_MATERIAL DEL EJERCICIO_
+-------+

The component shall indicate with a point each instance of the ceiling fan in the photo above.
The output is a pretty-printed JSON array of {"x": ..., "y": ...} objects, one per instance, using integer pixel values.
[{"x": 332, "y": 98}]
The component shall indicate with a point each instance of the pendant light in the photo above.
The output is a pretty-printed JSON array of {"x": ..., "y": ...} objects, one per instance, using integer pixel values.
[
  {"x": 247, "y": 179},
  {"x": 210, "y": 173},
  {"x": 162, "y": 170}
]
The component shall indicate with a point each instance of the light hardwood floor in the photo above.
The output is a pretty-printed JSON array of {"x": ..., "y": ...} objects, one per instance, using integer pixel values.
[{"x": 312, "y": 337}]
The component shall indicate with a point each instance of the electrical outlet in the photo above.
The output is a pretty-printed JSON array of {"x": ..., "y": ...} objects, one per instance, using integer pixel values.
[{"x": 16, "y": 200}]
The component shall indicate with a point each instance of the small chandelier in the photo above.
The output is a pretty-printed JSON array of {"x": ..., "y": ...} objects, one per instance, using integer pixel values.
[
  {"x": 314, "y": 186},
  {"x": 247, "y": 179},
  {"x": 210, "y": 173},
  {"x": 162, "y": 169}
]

+-------+

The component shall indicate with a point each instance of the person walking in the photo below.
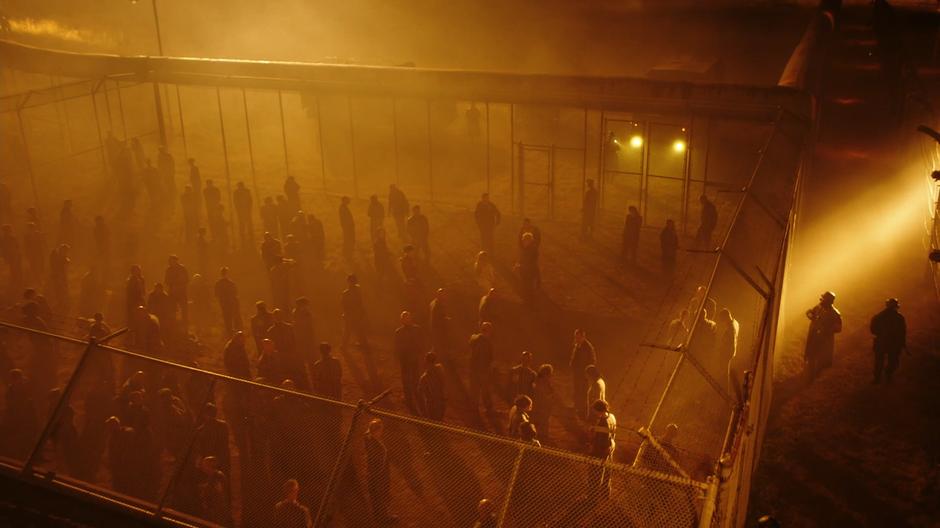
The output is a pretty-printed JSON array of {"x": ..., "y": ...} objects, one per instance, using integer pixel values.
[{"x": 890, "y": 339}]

+-------+

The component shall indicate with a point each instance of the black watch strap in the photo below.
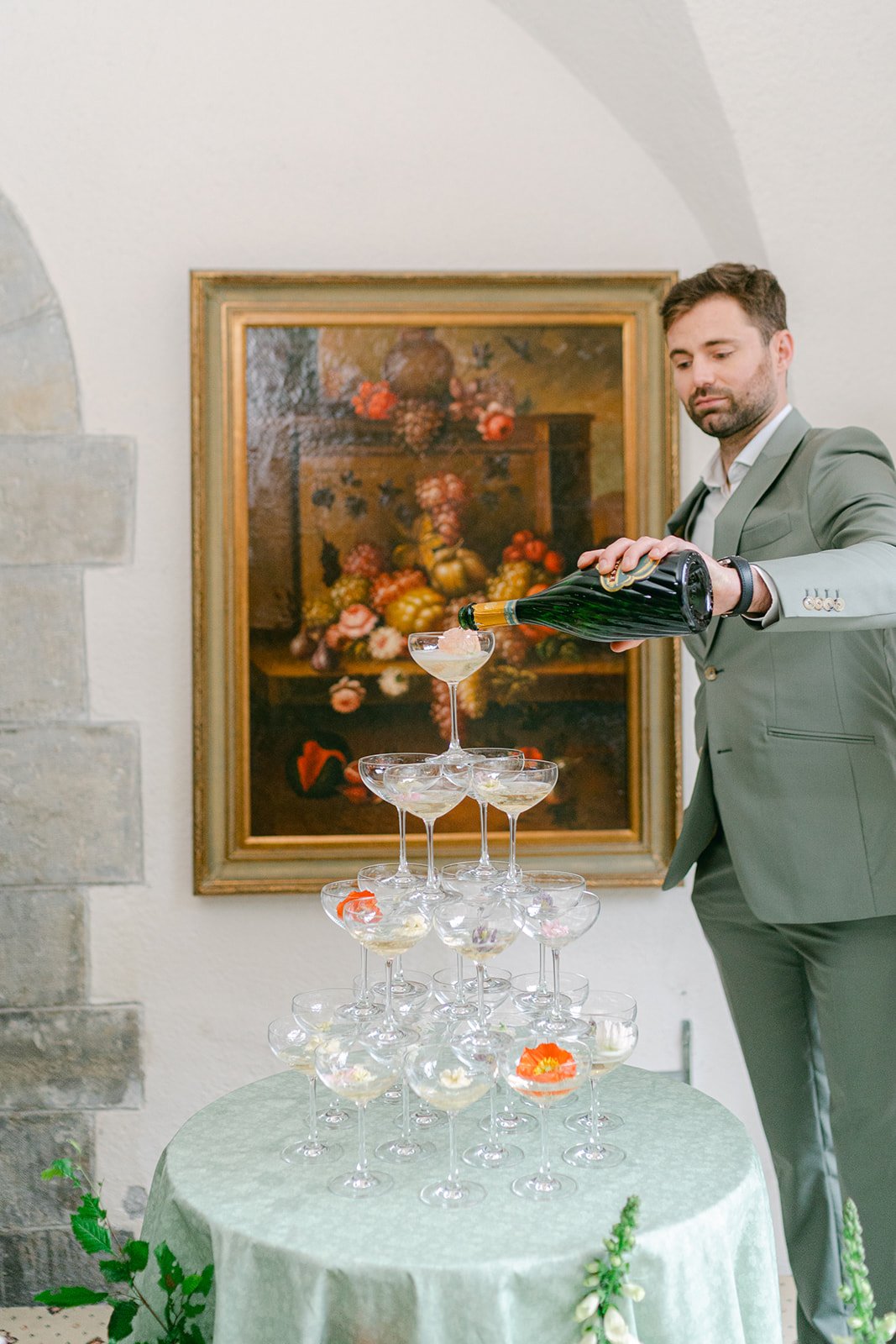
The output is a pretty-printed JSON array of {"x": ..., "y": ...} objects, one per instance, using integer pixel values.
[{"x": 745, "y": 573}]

+-------+

_TAREA ESCRITA_
Cuenta las líneas del material que contienen la cadena "below", distinguiendo entre mayúsculas y minúsculas. Indica únicamente el número.

_SOLUCIÓN DE LA TAREA_
2